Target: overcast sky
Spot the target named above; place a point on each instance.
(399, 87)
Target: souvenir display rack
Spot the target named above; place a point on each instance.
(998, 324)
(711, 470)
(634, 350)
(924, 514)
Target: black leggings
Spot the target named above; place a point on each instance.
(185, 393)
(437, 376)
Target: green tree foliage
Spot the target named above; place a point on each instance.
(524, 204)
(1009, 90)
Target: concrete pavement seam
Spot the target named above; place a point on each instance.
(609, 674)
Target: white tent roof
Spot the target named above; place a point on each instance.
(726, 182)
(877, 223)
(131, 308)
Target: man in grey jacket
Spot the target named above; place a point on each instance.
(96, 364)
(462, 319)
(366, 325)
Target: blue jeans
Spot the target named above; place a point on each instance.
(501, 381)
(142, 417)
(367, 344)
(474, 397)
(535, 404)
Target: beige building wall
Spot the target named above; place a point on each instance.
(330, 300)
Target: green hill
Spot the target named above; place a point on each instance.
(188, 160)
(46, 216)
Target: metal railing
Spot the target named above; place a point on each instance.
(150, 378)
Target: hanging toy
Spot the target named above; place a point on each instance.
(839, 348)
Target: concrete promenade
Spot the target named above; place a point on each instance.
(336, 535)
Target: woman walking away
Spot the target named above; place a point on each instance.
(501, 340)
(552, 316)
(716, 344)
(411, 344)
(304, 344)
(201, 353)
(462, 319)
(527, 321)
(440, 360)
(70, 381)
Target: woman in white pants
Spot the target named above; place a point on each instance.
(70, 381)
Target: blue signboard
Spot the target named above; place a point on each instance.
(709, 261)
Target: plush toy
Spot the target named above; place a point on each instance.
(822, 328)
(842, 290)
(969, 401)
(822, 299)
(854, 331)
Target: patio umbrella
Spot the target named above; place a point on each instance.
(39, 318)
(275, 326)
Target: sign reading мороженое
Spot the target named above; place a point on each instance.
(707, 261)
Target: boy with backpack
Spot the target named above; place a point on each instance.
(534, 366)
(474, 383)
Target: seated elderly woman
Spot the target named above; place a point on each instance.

■ ■ ■ ■ ■ ■ ■

- TASK PROMPT
Please set out every one of the items above as a numbered list, leaving out any blank lines.

- SOLVED PROBLEM
1. Target: overcast sky
2. Spot the target named above; place a point on each instance.
3. (399, 87)
4. Target: souvenir display rack
5. Spot the target named above; place a point on each instance.
6. (998, 324)
7. (711, 470)
8. (634, 350)
9. (924, 514)
10. Target: black leggings
11. Spot the target named above; place a point on each instance.
12. (185, 393)
13. (437, 376)
14. Target: green tree foliage
15. Spot the target named above; place a point on each instance.
16. (524, 204)
17. (1009, 90)
18. Target: concrete pavement seam
19. Spot the target named above; place a point on each instance.
20. (609, 674)
21. Target: white tent roof
22. Spot the target named above; place a point on each instance.
23. (726, 182)
24. (877, 223)
25. (131, 308)
26. Target: man in grey jacket
27. Spot the target named above; place a point on each instance.
28. (96, 364)
29. (462, 319)
30. (366, 325)
31. Target: blue jeans
32. Spot the target named above; place a point on each instance.
33. (501, 381)
34. (142, 417)
35. (367, 344)
36. (474, 397)
37. (535, 404)
38. Target: beige building wall
39. Spot the target named above; place a point on each instance.
40. (330, 300)
41. Target: green hill
42. Spot the target named above; place a point on each instance.
43. (188, 160)
44. (46, 216)
45. Target: metal railing
46. Spot the target named above; place a point on each instance.
47. (150, 378)
48. Target: hanging toy
49. Spot the target named above; place a point on each instance.
50. (839, 348)
51. Target: concrete promenade
52. Spot the target named above; place a point on each instance.
53. (336, 535)
54. Target: woman walking away
55. Spot the target named above; place a point on each instance.
56. (501, 340)
57. (552, 316)
58. (716, 344)
59. (411, 344)
60. (304, 344)
61. (201, 353)
62. (462, 319)
63. (527, 321)
64. (440, 360)
65. (70, 381)
66. Target: woman in white pants
67. Spot the target named above; place a point on each instance.
68. (70, 381)
69. Target: blue signboard
70. Spot the target named above; place a point on each instance.
71. (709, 261)
72. Target: plush toy
73. Spot the target named above; place a point on each instance.
74. (822, 328)
75. (842, 290)
76. (969, 401)
77. (822, 299)
78. (854, 331)
79. Target: patio umbrella
80. Spot the target named above; place a point on each instance.
81. (39, 318)
82. (275, 326)
83. Target: sign reading мороженое
84. Spot the target named above; place a point on each instance.
85. (707, 261)
86. Target: boy with backpack
87. Spot the target named above; place a point on each instance.
88. (534, 366)
89. (474, 383)
90. Target: seated elderly woman
91. Spot the target named above; place a point on each instance.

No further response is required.